___ EXTRACTED MATERIAL

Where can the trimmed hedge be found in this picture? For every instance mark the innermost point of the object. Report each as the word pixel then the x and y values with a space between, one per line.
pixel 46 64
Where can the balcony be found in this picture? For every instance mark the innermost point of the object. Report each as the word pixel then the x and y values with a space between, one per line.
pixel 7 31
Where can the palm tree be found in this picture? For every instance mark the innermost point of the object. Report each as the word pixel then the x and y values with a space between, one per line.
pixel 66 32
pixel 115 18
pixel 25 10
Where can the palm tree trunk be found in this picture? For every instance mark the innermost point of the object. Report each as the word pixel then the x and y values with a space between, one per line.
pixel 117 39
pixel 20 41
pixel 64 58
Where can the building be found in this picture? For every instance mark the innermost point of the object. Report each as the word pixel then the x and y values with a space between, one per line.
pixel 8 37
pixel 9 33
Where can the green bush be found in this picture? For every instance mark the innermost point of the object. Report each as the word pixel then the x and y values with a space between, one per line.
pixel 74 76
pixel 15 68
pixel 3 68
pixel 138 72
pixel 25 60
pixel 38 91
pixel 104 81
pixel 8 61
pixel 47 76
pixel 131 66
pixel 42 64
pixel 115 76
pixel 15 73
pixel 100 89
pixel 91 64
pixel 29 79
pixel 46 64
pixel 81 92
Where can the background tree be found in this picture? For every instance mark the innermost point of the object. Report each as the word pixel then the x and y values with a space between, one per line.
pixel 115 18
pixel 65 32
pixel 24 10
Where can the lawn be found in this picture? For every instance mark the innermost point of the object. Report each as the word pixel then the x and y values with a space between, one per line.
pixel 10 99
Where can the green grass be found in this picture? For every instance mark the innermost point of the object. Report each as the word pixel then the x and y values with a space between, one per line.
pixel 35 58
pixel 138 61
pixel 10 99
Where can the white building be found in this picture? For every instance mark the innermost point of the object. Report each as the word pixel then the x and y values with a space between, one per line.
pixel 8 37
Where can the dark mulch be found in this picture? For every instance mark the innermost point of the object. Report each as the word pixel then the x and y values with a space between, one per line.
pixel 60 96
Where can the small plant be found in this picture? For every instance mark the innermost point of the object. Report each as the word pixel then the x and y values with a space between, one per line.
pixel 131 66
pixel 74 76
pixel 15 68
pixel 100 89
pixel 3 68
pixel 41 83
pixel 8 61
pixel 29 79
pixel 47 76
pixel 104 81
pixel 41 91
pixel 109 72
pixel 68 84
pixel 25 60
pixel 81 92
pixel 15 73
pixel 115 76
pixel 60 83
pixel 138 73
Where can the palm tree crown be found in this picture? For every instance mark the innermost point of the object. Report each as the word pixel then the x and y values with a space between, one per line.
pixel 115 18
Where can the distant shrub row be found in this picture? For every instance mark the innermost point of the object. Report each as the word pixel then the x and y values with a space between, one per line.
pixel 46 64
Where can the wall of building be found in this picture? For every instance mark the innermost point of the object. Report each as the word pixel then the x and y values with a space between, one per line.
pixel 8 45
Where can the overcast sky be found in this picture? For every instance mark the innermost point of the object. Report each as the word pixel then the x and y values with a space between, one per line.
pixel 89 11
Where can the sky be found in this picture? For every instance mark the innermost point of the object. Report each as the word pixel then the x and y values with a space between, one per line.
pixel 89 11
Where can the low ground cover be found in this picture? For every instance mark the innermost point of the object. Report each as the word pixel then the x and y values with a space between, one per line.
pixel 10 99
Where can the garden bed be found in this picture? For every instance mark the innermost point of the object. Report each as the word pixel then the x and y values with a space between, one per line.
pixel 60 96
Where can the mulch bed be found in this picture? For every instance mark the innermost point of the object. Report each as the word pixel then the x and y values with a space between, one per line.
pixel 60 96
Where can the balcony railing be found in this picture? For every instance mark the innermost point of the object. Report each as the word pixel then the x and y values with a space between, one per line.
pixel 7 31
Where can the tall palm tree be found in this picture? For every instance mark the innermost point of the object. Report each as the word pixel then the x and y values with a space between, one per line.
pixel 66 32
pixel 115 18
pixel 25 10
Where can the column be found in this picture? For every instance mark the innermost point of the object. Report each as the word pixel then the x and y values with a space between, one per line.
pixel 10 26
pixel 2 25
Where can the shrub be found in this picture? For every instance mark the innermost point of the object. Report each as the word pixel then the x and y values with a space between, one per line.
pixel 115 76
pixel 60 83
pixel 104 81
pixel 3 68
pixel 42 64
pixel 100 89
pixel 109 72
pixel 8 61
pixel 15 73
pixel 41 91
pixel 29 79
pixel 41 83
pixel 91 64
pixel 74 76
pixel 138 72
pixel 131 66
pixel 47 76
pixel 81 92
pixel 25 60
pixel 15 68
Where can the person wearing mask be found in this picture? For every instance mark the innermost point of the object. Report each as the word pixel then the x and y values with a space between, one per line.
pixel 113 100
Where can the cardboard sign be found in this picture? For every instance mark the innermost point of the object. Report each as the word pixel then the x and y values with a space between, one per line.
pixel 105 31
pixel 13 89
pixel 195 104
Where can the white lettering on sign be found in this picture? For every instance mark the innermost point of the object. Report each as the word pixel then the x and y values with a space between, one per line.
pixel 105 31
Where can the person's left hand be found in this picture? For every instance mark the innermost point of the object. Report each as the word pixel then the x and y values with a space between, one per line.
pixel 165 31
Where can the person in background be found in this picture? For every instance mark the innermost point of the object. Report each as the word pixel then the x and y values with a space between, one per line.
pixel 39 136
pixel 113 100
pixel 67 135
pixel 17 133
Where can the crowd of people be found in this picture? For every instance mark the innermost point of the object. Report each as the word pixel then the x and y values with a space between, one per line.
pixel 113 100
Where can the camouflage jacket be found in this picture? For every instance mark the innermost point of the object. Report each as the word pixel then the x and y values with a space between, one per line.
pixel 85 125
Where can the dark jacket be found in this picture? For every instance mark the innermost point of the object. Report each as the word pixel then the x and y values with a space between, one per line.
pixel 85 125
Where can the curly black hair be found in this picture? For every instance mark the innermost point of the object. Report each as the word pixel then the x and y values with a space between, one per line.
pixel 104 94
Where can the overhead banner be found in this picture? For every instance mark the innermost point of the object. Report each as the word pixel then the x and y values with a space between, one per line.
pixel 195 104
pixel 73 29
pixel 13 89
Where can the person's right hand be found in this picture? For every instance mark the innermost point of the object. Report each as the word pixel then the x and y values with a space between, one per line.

______

DESCRIPTION OF THE TASK: A word-for-word copy of all the material is the required answer.

WRITTEN SOLUTION:
Where can the trimmed hedge be found in this picture? For every instance mark the innermost point of the object. Report each as the word pixel then the x and y values with a space between, one per line.
pixel 46 64
Where can the balcony be found in this picture? For every instance mark the innermost point of the object. Report each as the word pixel then the x and y values with a space between, one per line.
pixel 7 31
Where can the palm tree be found in this picture? For every instance mark the innermost point of the object. Report each as the word pixel then the x and y values with a space between, one per line.
pixel 66 32
pixel 115 18
pixel 25 10
Where can the palm tree trunk be found in this picture? For every instance mark the innermost point of the object. Report each as the word pixel then the x and y values with a space between, one per line.
pixel 117 39
pixel 20 41
pixel 64 58
Where can the building be found in this picture? For every instance mark the innermost point of the object. Report each as the word pixel then the x and y values with a space between, one per line.
pixel 8 37
pixel 9 33
Where can the green bush be found in this picture? For every instance mark the innermost point of the object. Report each as the word pixel then the x and y values with a space between, one per line.
pixel 74 76
pixel 15 68
pixel 3 68
pixel 138 72
pixel 25 60
pixel 38 91
pixel 104 81
pixel 8 61
pixel 47 76
pixel 131 66
pixel 42 64
pixel 115 76
pixel 15 73
pixel 100 89
pixel 91 64
pixel 29 79
pixel 46 64
pixel 81 92
Where can the background tree be found in this picture? For every instance mark the innermost point of the object. Report each as the word pixel then the x and y values with a space between, one per line.
pixel 115 18
pixel 65 32
pixel 24 10
Where can the lawn be found in this picture? For every instance mark the innermost point of the object. Report each as the word pixel then the x and y values with a space between, one per line.
pixel 10 99
Where can the green grass be found in this picture? For every instance mark the innermost point of the object. Report each as the word pixel then the x and y values with a space between, one per line.
pixel 35 58
pixel 138 61
pixel 10 99
Where can the white building be found in this picture? For every instance mark the innermost point of the object. Report each as the word pixel then the x and y values with a space between, one per line.
pixel 8 37
Where can the dark mulch be found in this picture? For every instance mark the innermost point of the object. Report each as the word pixel then the x and y values with a space between, one per line.
pixel 60 96
Where can the small plant be found in this picture? For every instance mark the innermost point of the object. Report each as the word pixel then the x and y values with a space between, one per line.
pixel 131 66
pixel 74 76
pixel 15 68
pixel 100 89
pixel 3 68
pixel 41 83
pixel 8 61
pixel 29 79
pixel 47 76
pixel 104 81
pixel 41 91
pixel 109 72
pixel 68 84
pixel 25 60
pixel 81 92
pixel 15 73
pixel 115 76
pixel 60 83
pixel 138 73
Where can the palm tree crown be found in this picture? For every instance mark the innermost point of the object. Report each as the word pixel then the x and y values with a space between, one per line.
pixel 115 18
Where can the distant shrub row be found in this picture? For every instance mark the innermost point of the object. Report each as the word pixel then the x and y values with a space between, one per line.
pixel 46 64
Where can the wall of building be found in this picture? For every instance mark the innermost point of the object. Report each as the word pixel then the x and y values with a space between, one per line.
pixel 8 45
Where can the overcast sky be found in this picture? For every instance mark the innermost point of the object. Report each as the word pixel then the x and y values with a space between, one per line.
pixel 89 11
Where can the sky be found in this picture? For every instance mark the innermost point of the object. Report each as the word pixel then the x and y values with a space between, one per line.
pixel 89 11
Where can the low ground cover be found in this picture? For every instance mark the innermost point of the object. Report each as the word pixel then the x and y values with a space between, one per line.
pixel 10 99
Where can the garden bed be found in this picture? For every instance mark the innermost point of the object. Report each as the word pixel then the x and y values with a space between, one per line.
pixel 60 96
Where can the mulch bed be found in this picture? For every instance mark the innermost point of the object. Report each as the word pixel then the x and y values with a space between, one per line.
pixel 60 96
Where can the balcony railing be found in this picture? For every instance mark the innermost point of the object. Report each as the word pixel then the x and y values with a space between, one per line.
pixel 7 31
Where can the tall palm tree be found in this picture? For every instance mark the innermost point of the object. Report each as the word pixel then the x and y values with a space between, one per line.
pixel 66 32
pixel 115 18
pixel 25 10
Where can the column be found in this picture? For every instance mark the innermost point of the object. Report each as the word pixel then the x and y values with a space between, one per line.
pixel 10 26
pixel 2 25
Where can the shrub be found in this picture? For every instance mark the innermost point of the object. Report each as the word pixel then the x and y values with a space between, one per line.
pixel 115 76
pixel 60 83
pixel 104 81
pixel 3 68
pixel 42 64
pixel 100 89
pixel 109 72
pixel 8 61
pixel 15 73
pixel 41 91
pixel 29 79
pixel 41 83
pixel 91 64
pixel 74 76
pixel 138 72
pixel 131 66
pixel 47 76
pixel 81 92
pixel 25 60
pixel 15 68
Where can the person wearing mask be found in this picture? For every instance mark the innermost point of the object. Report each as the word pixel then the x and y values with a space between, one per line.
pixel 113 100
Where can the cardboard sign be found in this picture? For every instance mark the innermost point of the object. Report each as the word pixel then the x and y values with a space between, one per line.
pixel 105 31
pixel 13 89
pixel 195 104
Where can the white lettering on sign be found in this picture? For every instance mark the innermost point of the object. Report each as the word pixel then the x and y values with a space between, one per line.
pixel 105 31
Where can the person's left hand be found in this picture? For every instance mark the innermost point of the object. Report each as the word pixel then the x and y values with a space between, one per line.
pixel 165 31
Where can the person in background be found in this picture? For every instance mark the innermost point of the object. Report each as the word pixel then the x and y values with a space between, one per line.
pixel 39 136
pixel 113 100
pixel 67 135
pixel 17 133
Where can the crowd of people be found in this picture? For every instance mark the innermost point of the object. Report each as the word pixel then the x and y values with a space between, one per line.
pixel 113 100
Where can the camouflage jacket be found in this picture? For every instance mark the innermost point of the object. Report each as the word pixel then the x and y values with a space between, one per line.
pixel 85 125
Where can the dark jacket be found in this picture? For every instance mark the innermost point of the object. Report each as the word pixel then the x and y values with a space between, one per line.
pixel 85 125
Where can the curly black hair be found in this picture? For every instance mark the innermost point of the object. Report each as the word pixel then the x and y values with a space between, one per line.
pixel 104 94
Where can the overhead banner be found in this picture? For every instance mark the innermost point of the object. Report each as the word pixel then the x and y values with a space between, one per line.
pixel 195 104
pixel 73 29
pixel 13 89
Where can the person's right hand be found in this picture? For every instance mark the innermost point of the object. Report each as the word pixel then the x and y values with a space between, one per line.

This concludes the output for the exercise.